• [Job]: According to the article below about UND officials flying to Bismarck, who owns the planes they used?

• [Supplied text]:
--- Begin ---

UND President Robert Kelley

An online report on University of North Dakota officials' use of aircraft to travel to Bismarck and testify on Fighting Sioux nickname legislation has lit up the pro-nickname blogosphere, with some citing it as evidence that UND President Robert Kelley should lose his job.

"UND has been using its planes to ferry administration and students on flights to and from Bismarck in order to present testimony on the Fighting Sioux name," the report by Kate Bommarito states.

The report appeared Tuesday on, which identifies itself as "an Internet news source covering political and policy news that affects the Upper Midwest," and later on, "a collection of independent journalists covering state-specific and local government activity."

In response, UND spokesman Peter Johnson said that university officials flying to Bismarck, especially during legislative sessions, "has been a standard practice for probably 30 years," and flights in January and March were to allow Kelley and others to testify on appropriations bills and other university matters as well as the nickname.

"Often the president will drive to Bismarck if he's going alone or with one other person," Johnson said. "But when it gets to a certain volume, this way may be more efficient. And it's the way many state officials travel."

The planes in question are owned by the UND Aerospace Foundation, not the university itself, and many such trips - including two last week when the state Senate took up the nickname bill - doubled as flight training exercises, Johnson said.

The two planes last week carried Kelley, athletic director Brian Faison and other UND personnel, as well as Grant Shaft, a member of the State Board of Higher Education, and Dean Bresciani, president of North Dakota State University, who drove from Fargo to catch the flight to Bismarck.

--- End ---

• [Information shown]:
--- Begin ---

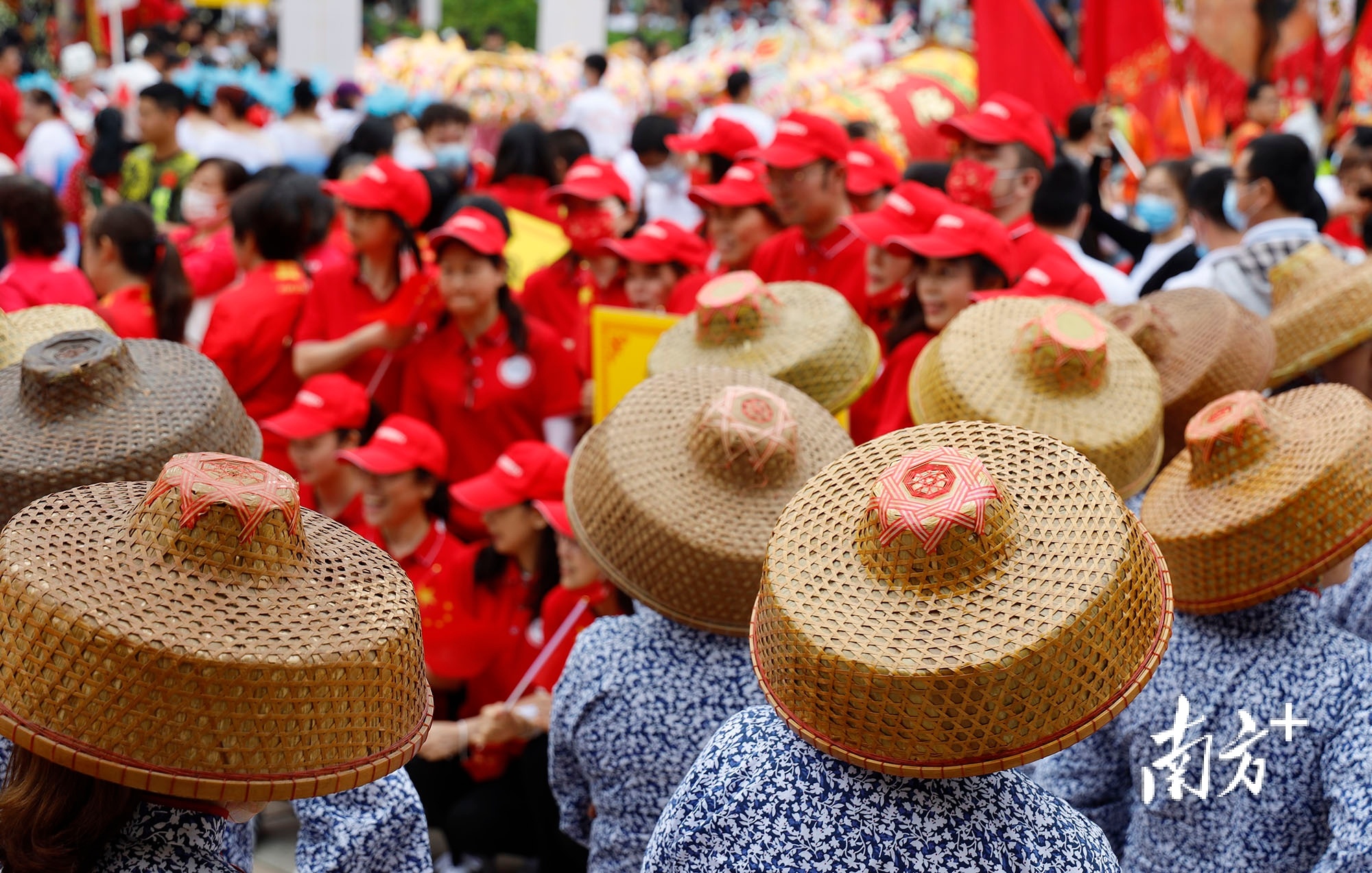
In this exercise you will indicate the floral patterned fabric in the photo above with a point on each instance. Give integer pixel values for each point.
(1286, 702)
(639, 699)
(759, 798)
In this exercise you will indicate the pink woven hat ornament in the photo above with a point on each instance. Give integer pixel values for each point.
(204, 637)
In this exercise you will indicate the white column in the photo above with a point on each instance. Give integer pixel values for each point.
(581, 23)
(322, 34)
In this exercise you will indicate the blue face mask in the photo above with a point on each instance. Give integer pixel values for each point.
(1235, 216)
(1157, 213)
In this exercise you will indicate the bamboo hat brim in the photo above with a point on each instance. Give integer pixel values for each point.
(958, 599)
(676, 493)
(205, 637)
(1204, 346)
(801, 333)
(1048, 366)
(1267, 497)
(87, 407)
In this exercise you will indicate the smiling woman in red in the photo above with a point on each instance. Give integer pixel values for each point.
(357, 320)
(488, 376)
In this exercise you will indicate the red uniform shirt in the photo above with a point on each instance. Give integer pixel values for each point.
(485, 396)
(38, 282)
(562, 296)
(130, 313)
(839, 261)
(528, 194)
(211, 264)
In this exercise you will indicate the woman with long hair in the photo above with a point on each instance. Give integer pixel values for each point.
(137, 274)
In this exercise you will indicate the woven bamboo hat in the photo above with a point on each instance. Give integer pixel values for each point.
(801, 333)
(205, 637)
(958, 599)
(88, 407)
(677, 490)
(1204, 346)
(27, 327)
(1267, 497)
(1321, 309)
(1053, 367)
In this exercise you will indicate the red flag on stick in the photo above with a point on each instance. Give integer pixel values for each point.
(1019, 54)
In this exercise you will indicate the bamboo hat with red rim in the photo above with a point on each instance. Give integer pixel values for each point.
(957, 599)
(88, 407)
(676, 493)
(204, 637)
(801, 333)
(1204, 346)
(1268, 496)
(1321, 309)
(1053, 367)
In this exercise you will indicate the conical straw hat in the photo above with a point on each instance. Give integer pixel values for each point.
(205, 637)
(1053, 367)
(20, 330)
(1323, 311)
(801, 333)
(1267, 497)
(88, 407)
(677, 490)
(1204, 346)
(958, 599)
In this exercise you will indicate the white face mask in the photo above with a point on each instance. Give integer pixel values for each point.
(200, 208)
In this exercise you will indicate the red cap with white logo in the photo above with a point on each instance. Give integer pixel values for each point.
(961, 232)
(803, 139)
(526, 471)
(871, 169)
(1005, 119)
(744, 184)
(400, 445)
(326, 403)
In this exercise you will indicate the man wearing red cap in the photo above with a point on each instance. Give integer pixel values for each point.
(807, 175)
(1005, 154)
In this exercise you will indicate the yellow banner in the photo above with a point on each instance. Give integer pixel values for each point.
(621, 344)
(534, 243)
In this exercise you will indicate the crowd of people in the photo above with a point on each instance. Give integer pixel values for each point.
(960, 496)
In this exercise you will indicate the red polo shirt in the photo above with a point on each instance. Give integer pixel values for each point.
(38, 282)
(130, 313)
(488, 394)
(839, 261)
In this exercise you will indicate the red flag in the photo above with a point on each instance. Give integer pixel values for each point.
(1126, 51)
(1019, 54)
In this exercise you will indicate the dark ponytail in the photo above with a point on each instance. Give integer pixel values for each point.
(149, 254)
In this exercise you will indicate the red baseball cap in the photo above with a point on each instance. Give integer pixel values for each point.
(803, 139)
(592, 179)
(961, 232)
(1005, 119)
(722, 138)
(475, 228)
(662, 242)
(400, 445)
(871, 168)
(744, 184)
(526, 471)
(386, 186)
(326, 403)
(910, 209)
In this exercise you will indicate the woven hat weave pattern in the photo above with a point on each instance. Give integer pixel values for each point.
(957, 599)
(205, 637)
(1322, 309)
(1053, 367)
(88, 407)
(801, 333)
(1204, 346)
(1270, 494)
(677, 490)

--- End ---

• [Final answer]: The UND Aerospace Foundation owns them, not the university itself.